● TASK DETAILS
Rewrite the items from the first one through the line containing "[[454, 365]]", both ends included, and nothing beyond that line. Scale every point coordinate in the answers by 1.7, rounding to whole numbers with halves rounded up. Keep the requests and their sample coordinates unchanged, and leave the pictures out.
** Start DATASET RECORDS **
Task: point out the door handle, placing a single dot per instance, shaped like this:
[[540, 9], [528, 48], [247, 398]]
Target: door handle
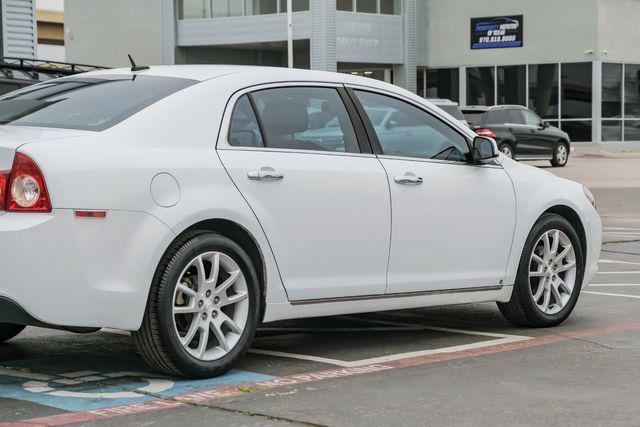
[[408, 180], [265, 174]]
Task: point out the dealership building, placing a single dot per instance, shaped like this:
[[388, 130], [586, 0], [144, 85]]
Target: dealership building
[[575, 62]]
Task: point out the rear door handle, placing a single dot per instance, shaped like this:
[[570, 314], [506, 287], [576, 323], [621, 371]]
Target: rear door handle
[[265, 174], [408, 180]]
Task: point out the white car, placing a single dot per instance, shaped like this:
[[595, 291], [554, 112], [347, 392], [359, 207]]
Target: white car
[[177, 203]]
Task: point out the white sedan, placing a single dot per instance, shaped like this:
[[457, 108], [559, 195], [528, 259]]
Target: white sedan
[[189, 204]]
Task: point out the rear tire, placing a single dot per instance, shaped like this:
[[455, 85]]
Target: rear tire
[[8, 331], [539, 281], [560, 155], [192, 327]]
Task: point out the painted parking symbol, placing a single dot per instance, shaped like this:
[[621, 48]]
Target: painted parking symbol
[[98, 383]]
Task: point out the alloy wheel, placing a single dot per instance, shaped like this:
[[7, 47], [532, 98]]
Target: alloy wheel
[[552, 271], [210, 306]]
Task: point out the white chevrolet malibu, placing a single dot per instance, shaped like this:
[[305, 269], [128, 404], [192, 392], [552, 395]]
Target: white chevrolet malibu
[[189, 204]]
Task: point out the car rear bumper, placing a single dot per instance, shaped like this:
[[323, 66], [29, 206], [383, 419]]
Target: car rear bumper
[[81, 272]]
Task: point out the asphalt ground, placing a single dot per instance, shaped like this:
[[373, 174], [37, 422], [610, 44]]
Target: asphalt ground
[[454, 365]]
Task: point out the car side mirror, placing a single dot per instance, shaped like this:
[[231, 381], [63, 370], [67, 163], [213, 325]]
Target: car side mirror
[[484, 149]]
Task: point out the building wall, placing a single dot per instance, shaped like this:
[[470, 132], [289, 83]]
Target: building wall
[[554, 31], [618, 30], [103, 32]]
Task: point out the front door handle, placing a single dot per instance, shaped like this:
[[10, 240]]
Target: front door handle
[[265, 174], [408, 180]]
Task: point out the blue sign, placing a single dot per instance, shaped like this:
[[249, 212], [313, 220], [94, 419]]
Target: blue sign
[[90, 382], [496, 32]]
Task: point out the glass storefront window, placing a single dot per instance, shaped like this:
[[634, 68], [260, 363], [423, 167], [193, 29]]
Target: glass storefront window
[[194, 9], [345, 5], [443, 83], [367, 6], [543, 90], [390, 7], [612, 130], [512, 85], [578, 130], [576, 90], [227, 8], [632, 130], [480, 86], [265, 7], [631, 91], [611, 91]]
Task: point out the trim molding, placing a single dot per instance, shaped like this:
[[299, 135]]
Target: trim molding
[[396, 295]]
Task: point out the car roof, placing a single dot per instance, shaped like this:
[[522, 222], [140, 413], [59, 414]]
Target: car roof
[[251, 72], [484, 108]]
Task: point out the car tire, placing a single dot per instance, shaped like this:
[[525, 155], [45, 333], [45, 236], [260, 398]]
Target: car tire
[[506, 149], [533, 288], [560, 155], [9, 330], [185, 294]]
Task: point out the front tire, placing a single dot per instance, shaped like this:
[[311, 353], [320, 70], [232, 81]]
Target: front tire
[[560, 155], [8, 331], [203, 308], [549, 275]]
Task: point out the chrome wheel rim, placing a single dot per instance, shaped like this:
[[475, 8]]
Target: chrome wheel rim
[[506, 150], [561, 154], [210, 306], [552, 272]]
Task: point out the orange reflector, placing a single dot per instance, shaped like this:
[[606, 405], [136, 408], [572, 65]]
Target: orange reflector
[[91, 214]]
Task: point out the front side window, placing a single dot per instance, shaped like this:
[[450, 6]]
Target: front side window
[[89, 103], [531, 119], [409, 131], [305, 118]]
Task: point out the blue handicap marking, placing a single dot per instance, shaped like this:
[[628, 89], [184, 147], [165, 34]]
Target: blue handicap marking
[[88, 382]]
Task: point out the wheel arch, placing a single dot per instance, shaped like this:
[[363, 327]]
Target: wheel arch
[[574, 219]]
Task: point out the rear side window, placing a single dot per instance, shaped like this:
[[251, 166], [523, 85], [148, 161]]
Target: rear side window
[[515, 117], [305, 118], [496, 117], [244, 130], [475, 118], [89, 103]]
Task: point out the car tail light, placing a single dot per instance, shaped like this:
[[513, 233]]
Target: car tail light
[[4, 188], [25, 189], [485, 132]]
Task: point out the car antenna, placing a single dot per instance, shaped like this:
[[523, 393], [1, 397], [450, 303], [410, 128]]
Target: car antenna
[[135, 67]]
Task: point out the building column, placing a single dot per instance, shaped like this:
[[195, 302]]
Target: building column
[[596, 102], [323, 35], [404, 75], [168, 22]]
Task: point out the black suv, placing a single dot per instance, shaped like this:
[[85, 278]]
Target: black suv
[[520, 133]]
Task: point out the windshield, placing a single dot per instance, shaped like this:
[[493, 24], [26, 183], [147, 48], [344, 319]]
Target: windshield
[[475, 118], [90, 103], [451, 109]]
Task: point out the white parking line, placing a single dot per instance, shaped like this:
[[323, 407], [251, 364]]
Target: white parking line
[[499, 339], [615, 261], [611, 295], [613, 284]]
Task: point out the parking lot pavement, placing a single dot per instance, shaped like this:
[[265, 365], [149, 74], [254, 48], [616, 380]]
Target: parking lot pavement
[[462, 365]]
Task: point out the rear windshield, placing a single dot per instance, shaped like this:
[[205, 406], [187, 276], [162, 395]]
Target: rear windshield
[[90, 103], [451, 109], [475, 118]]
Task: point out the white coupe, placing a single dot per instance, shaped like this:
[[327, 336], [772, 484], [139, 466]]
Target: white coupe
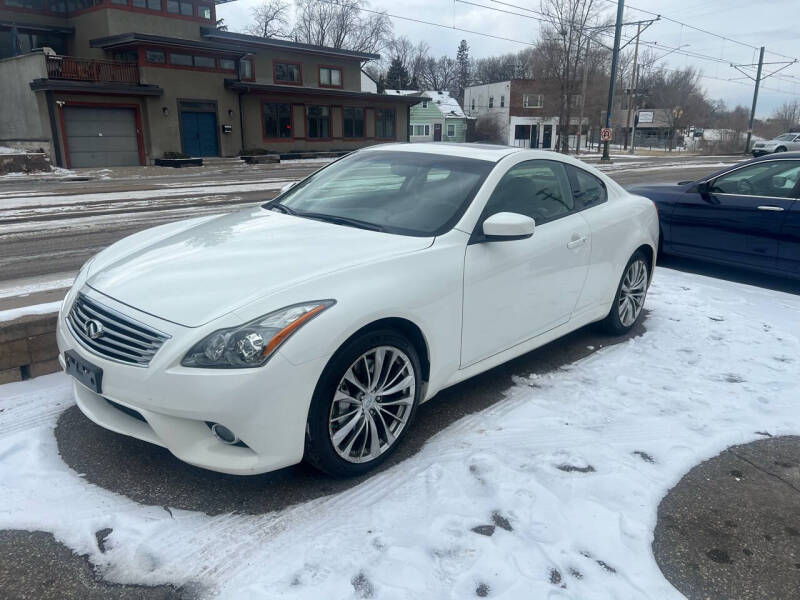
[[312, 326]]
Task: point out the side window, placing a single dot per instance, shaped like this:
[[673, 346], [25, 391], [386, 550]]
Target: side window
[[587, 190], [535, 188], [775, 179]]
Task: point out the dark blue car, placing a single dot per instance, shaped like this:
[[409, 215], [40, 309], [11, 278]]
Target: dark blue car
[[746, 215]]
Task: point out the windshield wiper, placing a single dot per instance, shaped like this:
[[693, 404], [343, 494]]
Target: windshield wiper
[[281, 207], [339, 220]]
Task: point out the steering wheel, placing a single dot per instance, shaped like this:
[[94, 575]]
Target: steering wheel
[[743, 186]]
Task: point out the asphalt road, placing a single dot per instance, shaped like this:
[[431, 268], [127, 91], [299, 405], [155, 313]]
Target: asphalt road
[[53, 226]]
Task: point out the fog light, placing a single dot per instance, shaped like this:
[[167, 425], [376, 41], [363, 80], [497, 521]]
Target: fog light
[[224, 435]]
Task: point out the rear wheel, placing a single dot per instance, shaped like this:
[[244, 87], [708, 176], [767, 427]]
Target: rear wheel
[[363, 404], [631, 293]]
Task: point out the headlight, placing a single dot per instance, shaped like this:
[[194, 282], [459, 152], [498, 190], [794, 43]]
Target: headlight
[[252, 344]]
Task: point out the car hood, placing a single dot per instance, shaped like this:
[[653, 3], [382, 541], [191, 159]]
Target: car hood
[[192, 273]]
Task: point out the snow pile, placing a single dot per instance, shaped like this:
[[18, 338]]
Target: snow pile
[[550, 493]]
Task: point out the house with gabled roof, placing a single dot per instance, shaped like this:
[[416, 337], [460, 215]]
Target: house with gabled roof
[[437, 118]]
** End DATASET RECORDS **
● ANSWER TO THE PROBLEM
Task: point out the door handle, placing a single dot per instance, shaped like this:
[[540, 9], [528, 48], [247, 398]]
Target: door handle
[[694, 306], [451, 296]]
Task: point out the dealership building, placing a single dot per instance, shaped like this:
[[388, 130], [586, 0], [144, 85]]
Target: dealership building
[[978, 105]]
Task: point out the rear door handle, placing a single dot per instance, shaped like this:
[[570, 314], [506, 287], [576, 323], [621, 371]]
Target: rear door handle
[[451, 296], [694, 306]]
Task: point out the white car, placing a single dot per instance, shaped like this:
[[595, 291], [554, 112], [347, 392], [359, 207]]
Target: white car
[[301, 345]]
Task: point out the white sedan, placing a single dot per instance, shaped like this:
[[457, 108], [559, 195], [528, 259]]
Target: white sedan
[[321, 347]]
Task: point out the rear tire, placing a single dot per instance, shaped like this:
[[455, 85]]
Target: rear tire
[[14, 563], [916, 478], [952, 264], [326, 556]]
Task: point out the painted parking symbol, placing a single dot per instance, shaped like this:
[[621, 48]]
Target: painted parking symbol
[[167, 651]]
Task: point out the alloy wheel, placing a single dot per instance, shaped like this:
[[7, 47], [532, 98]]
Target: alloy wheel
[[938, 461], [357, 520]]
Task: point out the white chevrolet malibu, placing a single dot per instance, shaped like this:
[[305, 269], [128, 404], [192, 392], [552, 395]]
Target: white chevrolet malibu
[[321, 347]]
Task: point out the car rear bumper, placing a single dot per instance, shaped like this:
[[323, 66], [29, 206], [383, 419]]
Target: car rear bumper
[[138, 462]]
Task: point out the asphalt ground, placing a single dot per instance, shaped like this:
[[373, 174], [37, 422], [610, 44]]
Target: asphalt ground
[[772, 621]]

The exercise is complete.